**SUPPLIED DATA:**
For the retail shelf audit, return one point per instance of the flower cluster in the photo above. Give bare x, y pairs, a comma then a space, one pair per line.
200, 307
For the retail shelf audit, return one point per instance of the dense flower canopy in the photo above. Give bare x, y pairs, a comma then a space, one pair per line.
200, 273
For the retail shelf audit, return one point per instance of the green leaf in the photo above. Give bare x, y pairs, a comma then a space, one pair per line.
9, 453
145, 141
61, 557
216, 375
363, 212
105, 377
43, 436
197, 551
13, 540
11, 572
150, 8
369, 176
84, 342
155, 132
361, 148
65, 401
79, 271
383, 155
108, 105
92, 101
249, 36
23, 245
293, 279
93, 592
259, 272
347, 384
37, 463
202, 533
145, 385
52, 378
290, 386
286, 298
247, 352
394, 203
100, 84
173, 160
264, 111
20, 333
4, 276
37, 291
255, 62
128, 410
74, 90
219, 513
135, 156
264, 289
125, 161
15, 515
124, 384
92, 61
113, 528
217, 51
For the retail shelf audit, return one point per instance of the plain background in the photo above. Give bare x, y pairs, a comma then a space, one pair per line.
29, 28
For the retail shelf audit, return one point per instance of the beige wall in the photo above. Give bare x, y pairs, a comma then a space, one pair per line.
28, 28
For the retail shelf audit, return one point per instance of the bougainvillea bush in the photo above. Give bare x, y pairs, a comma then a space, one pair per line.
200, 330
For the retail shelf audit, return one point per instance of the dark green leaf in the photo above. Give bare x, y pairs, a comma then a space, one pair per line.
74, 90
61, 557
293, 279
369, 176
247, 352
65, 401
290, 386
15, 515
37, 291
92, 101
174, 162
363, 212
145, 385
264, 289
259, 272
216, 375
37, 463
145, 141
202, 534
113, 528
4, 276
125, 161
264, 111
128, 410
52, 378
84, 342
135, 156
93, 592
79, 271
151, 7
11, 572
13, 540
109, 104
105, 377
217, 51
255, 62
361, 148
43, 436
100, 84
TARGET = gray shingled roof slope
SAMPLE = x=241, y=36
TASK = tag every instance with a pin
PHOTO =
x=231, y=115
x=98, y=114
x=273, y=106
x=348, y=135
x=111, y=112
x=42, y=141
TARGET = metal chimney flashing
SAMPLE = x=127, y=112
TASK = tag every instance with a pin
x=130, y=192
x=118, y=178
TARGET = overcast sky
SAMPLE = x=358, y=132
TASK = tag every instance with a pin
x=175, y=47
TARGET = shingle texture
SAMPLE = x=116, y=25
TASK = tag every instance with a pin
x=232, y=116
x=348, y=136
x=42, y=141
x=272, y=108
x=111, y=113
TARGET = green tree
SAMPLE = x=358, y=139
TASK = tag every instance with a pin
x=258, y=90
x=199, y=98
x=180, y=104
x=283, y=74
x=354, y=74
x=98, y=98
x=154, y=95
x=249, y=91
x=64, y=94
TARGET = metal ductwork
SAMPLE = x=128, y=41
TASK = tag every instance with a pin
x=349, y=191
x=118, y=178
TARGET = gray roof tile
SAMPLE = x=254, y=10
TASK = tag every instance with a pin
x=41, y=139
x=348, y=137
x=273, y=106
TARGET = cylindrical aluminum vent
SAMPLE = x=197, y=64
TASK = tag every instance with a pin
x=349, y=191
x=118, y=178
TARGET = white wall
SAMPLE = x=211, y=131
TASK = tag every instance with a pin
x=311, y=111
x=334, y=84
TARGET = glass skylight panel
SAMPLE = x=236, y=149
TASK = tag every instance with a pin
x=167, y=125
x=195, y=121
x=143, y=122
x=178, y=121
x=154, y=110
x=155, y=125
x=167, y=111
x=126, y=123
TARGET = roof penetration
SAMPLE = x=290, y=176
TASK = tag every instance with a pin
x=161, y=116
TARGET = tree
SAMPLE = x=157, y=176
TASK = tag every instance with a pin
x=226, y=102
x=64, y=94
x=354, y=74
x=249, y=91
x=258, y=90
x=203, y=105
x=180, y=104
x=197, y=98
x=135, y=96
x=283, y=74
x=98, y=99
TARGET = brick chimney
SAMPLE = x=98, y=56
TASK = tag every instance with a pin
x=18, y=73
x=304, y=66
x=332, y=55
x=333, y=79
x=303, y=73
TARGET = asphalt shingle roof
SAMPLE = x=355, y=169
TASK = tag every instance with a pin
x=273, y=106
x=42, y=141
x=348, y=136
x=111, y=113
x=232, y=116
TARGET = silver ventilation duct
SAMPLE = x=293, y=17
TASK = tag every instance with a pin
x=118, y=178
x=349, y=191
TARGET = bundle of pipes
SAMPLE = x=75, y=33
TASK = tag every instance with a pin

**PROMPT:**
Print every entry above again, line for line, without changing anything.

**ANSWER TO THIS TASK:**
For the retail shelf audit, return one point per instance of the flower cluster in the photo above. Give bare x, y pairs, a comma then a space, one pair per line.
200, 307
For the retail shelf audit, return one point per instance of the dense flower canopy in the photo above. Give bare x, y pairs, a comma then a space, one pair per line.
200, 273
For the retail shelf audit, return one point per instance of the green leaf in the photo above. Give bare x, y pairs, a comma then a space, one pair per line.
9, 453
145, 141
61, 557
216, 375
363, 212
105, 377
43, 436
197, 551
13, 540
11, 572
150, 8
369, 176
84, 342
155, 132
361, 148
65, 401
79, 271
383, 155
108, 105
92, 101
249, 36
23, 245
293, 279
93, 592
259, 272
347, 384
37, 463
202, 533
145, 385
52, 378
290, 386
286, 298
247, 352
394, 203
100, 84
173, 160
264, 111
20, 333
4, 276
37, 291
255, 62
128, 410
74, 90
219, 513
135, 156
264, 289
125, 161
15, 515
124, 384
92, 61
113, 528
217, 51
For the retail shelf audit, return one point per instance of the plain background in the photo above. Give bare x, y pairs, a comma then a space, one pair per line.
29, 28
For the retail shelf audit, return one point per instance of the beige wall in the photo above. Give bare x, y pairs, a comma then a space, one pair per line.
28, 28
For the retail shelf audit, return one point per instance of the bougainvillea bush in the photo above. Give bare x, y pairs, a comma then a space, one pair per line.
200, 330
For the retail shelf audit, return one point per instance of the dark green leaf in the photo above. Give bare x, y pairs, a comma then a space, one pair per line.
74, 90
61, 557
293, 279
369, 176
247, 352
65, 401
290, 386
15, 515
37, 291
92, 101
174, 162
363, 212
145, 385
264, 289
259, 272
216, 375
37, 463
145, 141
202, 534
113, 528
4, 276
125, 161
264, 111
128, 410
52, 378
84, 342
135, 156
93, 592
79, 271
151, 7
11, 572
13, 540
109, 104
105, 377
217, 51
255, 62
361, 148
43, 436
100, 84
TARGET = gray shingled roof slope
SAMPLE = x=241, y=36
TASK = tag every instance with a pin
PHOTO =
x=231, y=115
x=98, y=114
x=273, y=106
x=348, y=135
x=111, y=112
x=42, y=141
TARGET = metal chimney flashing
SAMPLE = x=127, y=112
TASK = tag every instance with a pin
x=130, y=192
x=118, y=178
TARGET = overcast sky
SAMPLE = x=358, y=132
TASK = tag every instance with a pin
x=175, y=47
TARGET = shingle texture
SAMPLE = x=116, y=25
TASK = tag every instance with a pin
x=232, y=116
x=348, y=136
x=42, y=141
x=272, y=108
x=111, y=113
TARGET = green tree
SAMPLE = x=358, y=139
TASK = tag every instance with a pin
x=258, y=90
x=199, y=98
x=180, y=104
x=283, y=74
x=354, y=74
x=98, y=98
x=154, y=95
x=249, y=91
x=64, y=94
TARGET = metal ductwork
SAMPLE = x=128, y=41
TASK = tag every instance with a pin
x=349, y=191
x=118, y=178
TARGET = gray roof tile
SAMPLE = x=254, y=10
TASK = tag every instance with a pin
x=41, y=139
x=348, y=137
x=273, y=106
TARGET = cylindrical aluminum vent
SAMPLE = x=197, y=64
TASK = tag every instance with a pin
x=349, y=191
x=118, y=178
TARGET = white wall
SAMPLE = x=211, y=131
TASK = tag every instance with a pin
x=311, y=111
x=334, y=84
TARGET = glass skylight panel
SAMPLE = x=236, y=149
TASK = tag every instance with a pin
x=167, y=125
x=195, y=121
x=143, y=122
x=178, y=121
x=154, y=110
x=155, y=125
x=167, y=111
x=126, y=123
TARGET = roof penetration
SAMPLE = x=290, y=176
TASK = tag every instance with a pin
x=161, y=116
TARGET = tree
SAMPLE = x=157, y=176
TASK = tag every instance with a pin
x=226, y=102
x=64, y=94
x=354, y=74
x=249, y=91
x=258, y=90
x=203, y=105
x=180, y=104
x=197, y=98
x=135, y=96
x=283, y=74
x=98, y=99
TARGET = brick chimney
SAMPLE = x=98, y=56
TASK = tag every instance with a pin
x=18, y=73
x=304, y=66
x=332, y=55
x=333, y=79
x=303, y=73
TARGET = asphalt shingle roof
SAMPLE = x=355, y=169
TASK = tag every instance with a pin
x=273, y=106
x=42, y=141
x=348, y=136
x=111, y=113
x=232, y=116
TARGET = silver ventilation duct
SAMPLE = x=293, y=17
TASK = tag every instance with a pin
x=118, y=178
x=349, y=191
TARGET = bundle of pipes
SAMPLE = x=75, y=33
TASK = tag every instance with a pin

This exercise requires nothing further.